**EXERCISE DESCRIPTION:** Would you please write out the records below exactly as they appear?

= Beginning of Section =

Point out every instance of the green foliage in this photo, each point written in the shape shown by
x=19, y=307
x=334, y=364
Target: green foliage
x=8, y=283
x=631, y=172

= End of Section =

**SOLUTION BELOW:**
Point out every instance of the green foliage in this photo, each point written in the shape shown by
x=19, y=307
x=334, y=364
Target: green foliage
x=8, y=283
x=631, y=172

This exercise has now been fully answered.